Write out the material word for word, from the line containing "If you could mark the beaded" through the end, and include nothing before that line.

▶ _Dataset entries_:
++++++++

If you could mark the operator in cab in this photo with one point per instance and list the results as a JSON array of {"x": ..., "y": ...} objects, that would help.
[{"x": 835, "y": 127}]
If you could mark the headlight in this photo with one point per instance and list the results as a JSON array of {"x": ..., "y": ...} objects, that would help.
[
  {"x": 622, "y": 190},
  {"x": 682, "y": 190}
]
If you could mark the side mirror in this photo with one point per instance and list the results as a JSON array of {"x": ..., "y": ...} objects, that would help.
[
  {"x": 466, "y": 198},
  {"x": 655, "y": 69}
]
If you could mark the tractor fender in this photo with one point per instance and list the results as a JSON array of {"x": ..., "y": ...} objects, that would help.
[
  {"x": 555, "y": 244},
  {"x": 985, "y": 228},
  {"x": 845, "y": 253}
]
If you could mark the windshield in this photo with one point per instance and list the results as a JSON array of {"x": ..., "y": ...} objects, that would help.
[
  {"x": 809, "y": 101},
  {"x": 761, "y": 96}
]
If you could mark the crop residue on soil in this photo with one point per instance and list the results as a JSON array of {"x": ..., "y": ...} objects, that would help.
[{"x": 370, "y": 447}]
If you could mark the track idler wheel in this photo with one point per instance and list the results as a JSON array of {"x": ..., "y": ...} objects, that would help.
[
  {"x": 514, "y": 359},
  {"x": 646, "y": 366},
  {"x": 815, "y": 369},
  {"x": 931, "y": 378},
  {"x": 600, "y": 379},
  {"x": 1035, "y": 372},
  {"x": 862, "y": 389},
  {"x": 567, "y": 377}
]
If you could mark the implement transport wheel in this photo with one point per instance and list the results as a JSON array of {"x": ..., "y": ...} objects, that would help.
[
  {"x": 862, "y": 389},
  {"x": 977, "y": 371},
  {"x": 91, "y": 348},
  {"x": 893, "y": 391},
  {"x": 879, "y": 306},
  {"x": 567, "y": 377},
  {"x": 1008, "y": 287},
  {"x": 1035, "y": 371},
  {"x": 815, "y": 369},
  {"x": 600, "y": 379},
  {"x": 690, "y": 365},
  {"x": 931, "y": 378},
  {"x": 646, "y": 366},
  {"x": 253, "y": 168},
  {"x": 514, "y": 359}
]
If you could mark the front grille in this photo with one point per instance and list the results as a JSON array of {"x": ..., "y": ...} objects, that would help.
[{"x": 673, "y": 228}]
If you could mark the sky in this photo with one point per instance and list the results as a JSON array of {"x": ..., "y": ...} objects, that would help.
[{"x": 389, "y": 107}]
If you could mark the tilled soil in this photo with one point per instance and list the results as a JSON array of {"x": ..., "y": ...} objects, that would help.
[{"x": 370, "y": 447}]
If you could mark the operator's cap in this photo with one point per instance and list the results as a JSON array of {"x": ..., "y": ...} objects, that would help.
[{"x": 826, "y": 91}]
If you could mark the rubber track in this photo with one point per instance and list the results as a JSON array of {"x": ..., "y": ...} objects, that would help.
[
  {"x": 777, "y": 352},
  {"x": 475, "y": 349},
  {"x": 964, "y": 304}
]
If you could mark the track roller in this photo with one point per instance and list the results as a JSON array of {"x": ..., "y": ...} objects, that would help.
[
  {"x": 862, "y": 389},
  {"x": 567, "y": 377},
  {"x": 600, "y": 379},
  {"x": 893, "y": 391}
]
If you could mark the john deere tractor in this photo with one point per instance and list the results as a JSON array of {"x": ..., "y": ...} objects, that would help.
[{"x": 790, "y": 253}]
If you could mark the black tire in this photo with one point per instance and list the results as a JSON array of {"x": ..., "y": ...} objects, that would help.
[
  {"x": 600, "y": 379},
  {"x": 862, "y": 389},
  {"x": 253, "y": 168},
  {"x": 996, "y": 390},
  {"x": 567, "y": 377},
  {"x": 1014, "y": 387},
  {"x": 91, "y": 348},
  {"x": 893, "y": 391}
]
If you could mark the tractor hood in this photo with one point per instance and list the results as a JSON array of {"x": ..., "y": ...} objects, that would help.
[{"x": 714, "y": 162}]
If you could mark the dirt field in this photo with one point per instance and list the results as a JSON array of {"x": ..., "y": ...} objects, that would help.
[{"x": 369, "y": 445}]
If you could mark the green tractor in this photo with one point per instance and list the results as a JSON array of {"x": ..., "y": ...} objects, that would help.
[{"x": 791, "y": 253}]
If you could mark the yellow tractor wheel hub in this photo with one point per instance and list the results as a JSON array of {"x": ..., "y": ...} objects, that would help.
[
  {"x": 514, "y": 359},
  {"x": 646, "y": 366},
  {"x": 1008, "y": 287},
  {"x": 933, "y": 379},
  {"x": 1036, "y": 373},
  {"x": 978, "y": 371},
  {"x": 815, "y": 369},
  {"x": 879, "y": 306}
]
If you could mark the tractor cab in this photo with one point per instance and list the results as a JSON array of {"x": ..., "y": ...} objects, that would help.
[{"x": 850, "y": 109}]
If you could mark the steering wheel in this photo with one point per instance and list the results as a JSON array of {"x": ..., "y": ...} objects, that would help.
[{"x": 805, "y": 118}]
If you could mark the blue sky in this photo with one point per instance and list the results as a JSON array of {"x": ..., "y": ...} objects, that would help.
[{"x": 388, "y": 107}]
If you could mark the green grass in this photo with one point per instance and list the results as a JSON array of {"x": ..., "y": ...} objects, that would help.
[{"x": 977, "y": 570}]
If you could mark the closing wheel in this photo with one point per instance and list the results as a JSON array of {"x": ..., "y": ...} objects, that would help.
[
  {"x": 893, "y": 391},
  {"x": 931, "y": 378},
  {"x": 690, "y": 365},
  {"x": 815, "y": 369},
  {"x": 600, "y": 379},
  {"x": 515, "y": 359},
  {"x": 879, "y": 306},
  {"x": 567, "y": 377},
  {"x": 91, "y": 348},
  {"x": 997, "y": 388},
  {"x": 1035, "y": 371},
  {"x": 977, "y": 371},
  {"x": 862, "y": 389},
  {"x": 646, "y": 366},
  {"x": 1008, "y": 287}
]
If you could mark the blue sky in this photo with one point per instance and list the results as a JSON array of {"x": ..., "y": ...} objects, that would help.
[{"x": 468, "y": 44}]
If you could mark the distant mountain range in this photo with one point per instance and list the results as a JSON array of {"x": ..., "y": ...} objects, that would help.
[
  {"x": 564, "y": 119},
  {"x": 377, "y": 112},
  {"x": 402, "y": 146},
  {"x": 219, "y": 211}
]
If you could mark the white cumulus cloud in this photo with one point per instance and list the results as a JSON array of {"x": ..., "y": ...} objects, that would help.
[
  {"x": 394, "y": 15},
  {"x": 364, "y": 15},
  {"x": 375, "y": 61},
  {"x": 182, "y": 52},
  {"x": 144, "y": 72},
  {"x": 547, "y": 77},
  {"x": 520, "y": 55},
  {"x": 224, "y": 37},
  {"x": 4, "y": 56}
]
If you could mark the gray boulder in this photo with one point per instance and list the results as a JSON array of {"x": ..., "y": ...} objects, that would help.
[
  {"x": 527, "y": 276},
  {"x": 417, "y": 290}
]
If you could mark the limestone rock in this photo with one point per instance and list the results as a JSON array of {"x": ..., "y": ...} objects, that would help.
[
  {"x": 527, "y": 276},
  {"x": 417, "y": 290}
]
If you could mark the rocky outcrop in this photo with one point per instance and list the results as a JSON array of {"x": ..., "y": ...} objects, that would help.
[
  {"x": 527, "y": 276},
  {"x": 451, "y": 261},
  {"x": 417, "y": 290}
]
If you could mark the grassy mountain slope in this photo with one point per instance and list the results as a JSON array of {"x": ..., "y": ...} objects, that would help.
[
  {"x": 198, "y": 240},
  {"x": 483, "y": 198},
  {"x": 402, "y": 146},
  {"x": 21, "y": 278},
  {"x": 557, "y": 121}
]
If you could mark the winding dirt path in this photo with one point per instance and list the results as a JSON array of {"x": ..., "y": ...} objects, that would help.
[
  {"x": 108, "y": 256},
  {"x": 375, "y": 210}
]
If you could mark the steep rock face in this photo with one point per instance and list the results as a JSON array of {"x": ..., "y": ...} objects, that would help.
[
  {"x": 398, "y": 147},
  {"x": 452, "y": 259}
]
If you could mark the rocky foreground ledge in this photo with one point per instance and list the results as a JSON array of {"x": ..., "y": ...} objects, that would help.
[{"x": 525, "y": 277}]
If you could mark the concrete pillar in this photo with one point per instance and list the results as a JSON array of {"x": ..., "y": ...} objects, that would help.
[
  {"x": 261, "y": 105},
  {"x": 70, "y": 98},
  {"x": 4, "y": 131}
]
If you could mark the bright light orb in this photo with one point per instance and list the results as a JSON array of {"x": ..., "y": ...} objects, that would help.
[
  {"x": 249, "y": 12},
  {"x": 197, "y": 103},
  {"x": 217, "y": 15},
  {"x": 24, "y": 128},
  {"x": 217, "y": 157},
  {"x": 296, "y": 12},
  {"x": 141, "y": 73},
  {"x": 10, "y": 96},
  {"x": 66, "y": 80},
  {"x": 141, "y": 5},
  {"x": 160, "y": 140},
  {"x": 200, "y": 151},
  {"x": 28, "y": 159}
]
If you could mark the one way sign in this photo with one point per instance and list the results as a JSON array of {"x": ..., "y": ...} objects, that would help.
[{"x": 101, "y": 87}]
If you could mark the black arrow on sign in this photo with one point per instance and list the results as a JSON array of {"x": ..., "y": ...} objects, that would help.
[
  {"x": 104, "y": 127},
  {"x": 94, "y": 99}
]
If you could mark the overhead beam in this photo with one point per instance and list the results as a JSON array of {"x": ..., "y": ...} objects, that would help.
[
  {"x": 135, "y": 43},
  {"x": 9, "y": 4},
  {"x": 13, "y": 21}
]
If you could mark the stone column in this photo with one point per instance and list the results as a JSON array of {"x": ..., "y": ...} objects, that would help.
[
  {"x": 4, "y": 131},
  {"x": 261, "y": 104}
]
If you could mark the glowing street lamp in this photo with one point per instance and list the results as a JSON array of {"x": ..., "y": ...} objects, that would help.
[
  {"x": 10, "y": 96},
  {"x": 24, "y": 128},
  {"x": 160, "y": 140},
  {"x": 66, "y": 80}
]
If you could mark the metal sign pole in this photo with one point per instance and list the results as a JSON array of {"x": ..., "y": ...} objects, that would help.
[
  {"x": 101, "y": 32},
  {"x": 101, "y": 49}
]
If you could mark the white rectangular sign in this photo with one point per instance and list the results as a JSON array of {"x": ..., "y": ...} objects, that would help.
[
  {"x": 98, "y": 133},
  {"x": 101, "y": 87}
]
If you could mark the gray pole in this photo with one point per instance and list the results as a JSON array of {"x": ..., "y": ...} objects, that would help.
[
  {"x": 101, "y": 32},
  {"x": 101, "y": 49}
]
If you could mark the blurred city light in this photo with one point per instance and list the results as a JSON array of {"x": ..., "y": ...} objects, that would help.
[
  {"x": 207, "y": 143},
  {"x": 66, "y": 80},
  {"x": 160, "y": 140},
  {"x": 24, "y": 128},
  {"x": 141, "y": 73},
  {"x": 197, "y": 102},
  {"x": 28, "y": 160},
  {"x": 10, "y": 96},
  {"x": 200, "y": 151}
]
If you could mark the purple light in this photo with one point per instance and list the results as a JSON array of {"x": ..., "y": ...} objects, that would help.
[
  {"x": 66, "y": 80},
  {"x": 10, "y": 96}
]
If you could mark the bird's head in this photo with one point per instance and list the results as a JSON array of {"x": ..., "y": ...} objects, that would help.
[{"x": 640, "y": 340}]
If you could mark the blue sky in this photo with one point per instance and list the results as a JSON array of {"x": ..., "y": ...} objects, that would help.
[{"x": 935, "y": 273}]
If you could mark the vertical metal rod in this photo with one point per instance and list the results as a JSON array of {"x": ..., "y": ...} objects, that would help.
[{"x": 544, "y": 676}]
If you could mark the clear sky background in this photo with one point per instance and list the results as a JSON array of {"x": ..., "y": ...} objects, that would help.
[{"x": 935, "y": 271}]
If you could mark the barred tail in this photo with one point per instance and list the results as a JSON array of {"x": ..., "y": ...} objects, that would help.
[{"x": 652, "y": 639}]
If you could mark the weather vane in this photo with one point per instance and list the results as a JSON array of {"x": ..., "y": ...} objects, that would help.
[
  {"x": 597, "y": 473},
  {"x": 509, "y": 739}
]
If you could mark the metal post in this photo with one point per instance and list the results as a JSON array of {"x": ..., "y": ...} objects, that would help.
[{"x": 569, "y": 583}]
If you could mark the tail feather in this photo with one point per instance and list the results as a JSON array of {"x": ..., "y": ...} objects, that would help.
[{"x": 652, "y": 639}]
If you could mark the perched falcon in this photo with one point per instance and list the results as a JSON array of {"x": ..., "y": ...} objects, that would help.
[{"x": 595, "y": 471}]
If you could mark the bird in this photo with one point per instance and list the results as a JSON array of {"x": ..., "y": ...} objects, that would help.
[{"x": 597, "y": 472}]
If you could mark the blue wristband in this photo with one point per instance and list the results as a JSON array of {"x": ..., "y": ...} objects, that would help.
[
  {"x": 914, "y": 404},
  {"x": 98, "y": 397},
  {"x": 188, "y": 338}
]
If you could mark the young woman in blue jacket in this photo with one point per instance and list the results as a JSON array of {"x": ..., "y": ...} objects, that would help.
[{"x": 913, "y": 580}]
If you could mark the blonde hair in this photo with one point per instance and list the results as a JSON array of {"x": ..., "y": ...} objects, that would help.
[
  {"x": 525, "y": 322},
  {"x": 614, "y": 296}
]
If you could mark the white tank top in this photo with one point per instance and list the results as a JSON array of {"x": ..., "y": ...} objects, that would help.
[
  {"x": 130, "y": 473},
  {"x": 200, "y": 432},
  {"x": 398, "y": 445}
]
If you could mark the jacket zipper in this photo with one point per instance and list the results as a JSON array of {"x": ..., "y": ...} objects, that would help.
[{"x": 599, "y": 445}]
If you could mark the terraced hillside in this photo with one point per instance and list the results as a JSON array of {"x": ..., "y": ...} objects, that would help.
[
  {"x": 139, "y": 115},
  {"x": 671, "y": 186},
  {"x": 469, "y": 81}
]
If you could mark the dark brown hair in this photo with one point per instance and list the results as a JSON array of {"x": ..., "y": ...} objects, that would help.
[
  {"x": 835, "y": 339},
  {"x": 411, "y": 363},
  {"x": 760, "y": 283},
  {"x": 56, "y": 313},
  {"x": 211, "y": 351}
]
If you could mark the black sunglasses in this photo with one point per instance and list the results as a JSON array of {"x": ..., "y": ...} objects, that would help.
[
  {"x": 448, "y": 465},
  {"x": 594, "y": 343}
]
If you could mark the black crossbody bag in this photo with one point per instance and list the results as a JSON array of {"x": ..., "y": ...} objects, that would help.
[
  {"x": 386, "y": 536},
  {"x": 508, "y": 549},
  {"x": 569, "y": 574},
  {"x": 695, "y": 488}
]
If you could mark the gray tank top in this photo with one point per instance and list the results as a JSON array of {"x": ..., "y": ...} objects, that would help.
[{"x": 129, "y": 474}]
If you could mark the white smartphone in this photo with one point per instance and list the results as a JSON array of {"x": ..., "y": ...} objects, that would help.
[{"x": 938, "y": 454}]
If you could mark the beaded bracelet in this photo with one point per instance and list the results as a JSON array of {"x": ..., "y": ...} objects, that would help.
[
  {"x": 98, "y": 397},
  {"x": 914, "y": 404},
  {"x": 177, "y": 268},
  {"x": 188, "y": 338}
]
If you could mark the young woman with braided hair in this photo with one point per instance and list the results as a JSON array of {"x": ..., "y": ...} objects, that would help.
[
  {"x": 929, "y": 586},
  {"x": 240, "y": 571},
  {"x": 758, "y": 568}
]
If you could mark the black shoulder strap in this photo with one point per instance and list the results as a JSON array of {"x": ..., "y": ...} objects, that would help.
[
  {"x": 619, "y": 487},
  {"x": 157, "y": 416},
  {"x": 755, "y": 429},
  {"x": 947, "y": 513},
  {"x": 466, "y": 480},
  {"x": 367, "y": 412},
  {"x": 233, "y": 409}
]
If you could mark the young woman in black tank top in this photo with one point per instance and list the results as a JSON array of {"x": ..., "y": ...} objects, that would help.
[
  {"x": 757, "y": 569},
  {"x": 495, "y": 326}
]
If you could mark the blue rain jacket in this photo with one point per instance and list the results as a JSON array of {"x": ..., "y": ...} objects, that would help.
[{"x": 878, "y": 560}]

++++++++

▶ _Complete response_:
If you could mark the beaded bracelet in this photo with one point per instance and list the results as a JSON array of {"x": ..., "y": ...} objects, that would help.
[
  {"x": 98, "y": 397},
  {"x": 914, "y": 404},
  {"x": 177, "y": 268},
  {"x": 188, "y": 338}
]
If you could mark the young woman with braided hair in this photo with one point per instance and list the results as a JSON array of {"x": ..., "y": ...} objects, that would help.
[
  {"x": 929, "y": 586},
  {"x": 240, "y": 571},
  {"x": 758, "y": 568}
]
If you could mark the black shoulder strap in this photo with one point per instance and list the results as a JSON array of {"x": ..., "y": ...} objects, that would help.
[
  {"x": 619, "y": 487},
  {"x": 157, "y": 416},
  {"x": 755, "y": 429},
  {"x": 947, "y": 513},
  {"x": 466, "y": 480},
  {"x": 367, "y": 412},
  {"x": 233, "y": 409}
]
If you could mark the young woman in black tank top in this photo with one point per instance and list the results as a JSON array of {"x": ..., "y": ...} objects, that would help.
[
  {"x": 757, "y": 569},
  {"x": 495, "y": 326}
]
If you could mark the blue rain jacket in this photo with one point per instance and list the results as a JSON array of {"x": ..., "y": ...} objects, that would help.
[{"x": 878, "y": 560}]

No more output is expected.